[Source data Boundary: Start]

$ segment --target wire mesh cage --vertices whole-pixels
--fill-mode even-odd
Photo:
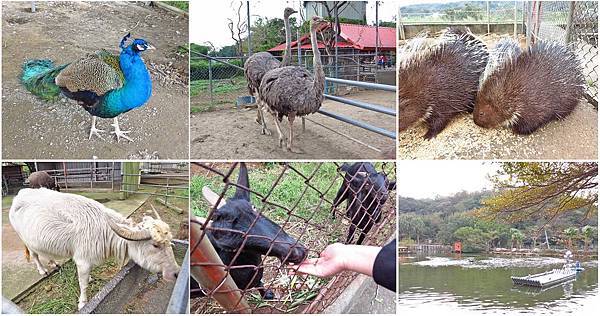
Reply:
[[[513,1],[457,1],[440,7],[400,7],[402,25],[513,23],[515,20],[523,22],[523,5]]]
[[[533,39],[569,45],[579,57],[588,100],[598,106],[598,2],[527,2]]]
[[[243,57],[208,57],[192,51],[190,94],[192,112],[220,105],[233,105],[238,96],[248,94]]]
[[[356,274],[293,275],[288,264],[395,236],[391,162],[197,163],[192,174],[192,313],[319,313]]]

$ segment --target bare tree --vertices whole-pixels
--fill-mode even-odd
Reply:
[[[238,55],[243,55],[243,37],[248,32],[249,26],[247,21],[244,19],[242,15],[242,7],[244,3],[242,1],[239,2],[240,5],[237,7],[237,10],[233,7],[234,1],[231,2],[231,7],[233,8],[234,18],[227,18],[227,27],[229,27],[229,31],[231,32],[231,38],[235,41],[235,46],[237,47]]]
[[[321,4],[323,8],[325,8],[326,15],[324,18],[329,20],[329,28],[325,31],[321,32],[321,41],[325,46],[325,54],[327,55],[326,65],[331,65],[334,63],[334,57],[332,57],[333,51],[335,50],[335,45],[338,37],[340,36],[340,21],[339,17],[340,11],[343,11],[349,4],[349,1],[317,1],[317,3]],[[316,10],[316,4],[313,5],[313,8]]]

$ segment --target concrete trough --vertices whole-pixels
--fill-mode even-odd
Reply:
[[[119,271],[79,311],[81,314],[185,314],[188,310],[189,243],[173,240],[181,271],[175,282],[159,280],[133,261]]]

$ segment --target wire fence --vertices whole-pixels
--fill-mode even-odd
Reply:
[[[287,263],[319,257],[334,242],[382,246],[394,237],[395,165],[347,172],[339,163],[249,165],[249,183],[238,179],[240,163],[192,168],[191,274],[199,286],[191,296],[200,297],[191,312],[322,312],[356,274],[291,276]],[[211,196],[205,187],[214,192],[210,203],[200,197]],[[239,202],[234,191],[246,189],[250,203]]]
[[[189,199],[189,164],[124,162],[120,192],[156,196],[156,201],[183,214],[177,204]],[[179,199],[180,201],[170,201]],[[185,204],[185,203],[184,203]]]
[[[11,168],[12,167],[12,168]],[[114,190],[121,181],[119,162],[29,162],[3,166],[3,192],[30,186],[29,175],[34,171],[48,173],[60,189],[99,188]]]
[[[379,60],[375,54],[355,53],[354,51],[336,55],[321,55],[325,76],[362,82],[377,82],[380,73],[388,71],[393,75],[395,56],[384,53],[385,59]],[[379,54],[381,56],[382,54]],[[207,58],[193,54],[190,58],[190,89],[193,103],[200,106],[197,110],[206,110],[218,106],[236,105],[240,96],[249,94],[244,77],[244,62],[247,56]],[[281,56],[276,56],[281,59]],[[312,53],[293,55],[291,65],[301,65],[312,71]],[[346,85],[326,82],[325,93],[335,95]],[[194,109],[192,109],[194,111]]]
[[[523,23],[521,1],[458,2],[455,6],[428,9],[400,7],[400,21],[404,25],[418,24],[465,24],[465,23]]]
[[[579,57],[588,101],[598,106],[598,2],[527,2],[528,42],[555,41],[569,45]]]

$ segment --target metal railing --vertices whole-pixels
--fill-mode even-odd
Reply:
[[[477,28],[478,33],[492,33],[499,26],[504,26],[508,33],[516,35],[519,26],[525,21],[523,2],[521,1],[485,1],[449,3],[444,9],[422,10],[407,7],[398,9],[399,38],[411,38],[423,30],[440,30],[446,25],[469,25]],[[473,30],[475,31],[475,30]]]
[[[243,72],[244,68],[240,67],[238,65],[234,65],[232,63],[229,63],[227,61],[223,61],[217,57],[213,57],[213,56],[209,56],[209,55],[205,55],[202,53],[198,53],[198,52],[192,52],[192,55],[197,55],[203,58],[208,59],[209,61],[215,61],[215,62],[219,62],[219,63],[223,63],[226,64],[232,68],[241,70]],[[348,85],[348,86],[355,86],[355,87],[359,87],[359,88],[364,88],[364,89],[375,89],[375,90],[382,90],[382,91],[388,91],[388,92],[396,92],[396,86],[393,85],[384,85],[384,84],[379,84],[379,83],[373,83],[373,82],[363,82],[363,81],[354,81],[354,80],[346,80],[346,79],[339,79],[339,78],[331,78],[331,77],[325,77],[325,82],[326,83],[330,83],[330,84],[338,84],[338,85]],[[212,91],[212,88],[211,88]],[[343,97],[338,97],[338,96],[334,96],[334,95],[330,95],[330,94],[324,94],[323,97],[325,99],[329,99],[335,102],[339,102],[339,103],[343,103],[349,106],[354,106],[354,107],[358,107],[358,108],[362,108],[362,109],[366,109],[369,111],[374,111],[374,112],[378,112],[378,113],[382,113],[382,114],[386,114],[389,116],[393,116],[396,117],[396,109],[394,108],[388,108],[388,107],[384,107],[381,105],[377,105],[377,104],[371,104],[368,102],[363,102],[363,101],[358,101],[358,100],[352,100],[352,99],[348,99],[348,98],[343,98]],[[211,100],[212,100],[212,93],[211,93]],[[371,124],[362,122],[360,120],[356,120],[354,118],[348,117],[348,116],[344,116],[344,115],[340,115],[337,113],[333,113],[331,111],[327,111],[324,109],[319,109],[319,111],[317,111],[317,113],[323,114],[327,117],[333,118],[335,120],[386,136],[388,138],[392,138],[392,139],[396,139],[396,132],[395,131],[389,131],[377,126],[373,126]]]

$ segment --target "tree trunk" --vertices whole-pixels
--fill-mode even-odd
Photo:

[Source data Boundary: End]

→ Exercise prompt: Out of the records, collect only those lines that contain the string "target".

→ The completed task:
$ segment --target wire mesh cage --vertices whole-pixels
$ segment --target bare tree --vertices whole-pixels
$ segment --target concrete trough --vertices whole-pixels
$ segment --target wire fence --vertices whole-pixels
$ segment --target metal railing --vertices whole-pixels
$ segment --target "tree trunk" --vertices whole-pixels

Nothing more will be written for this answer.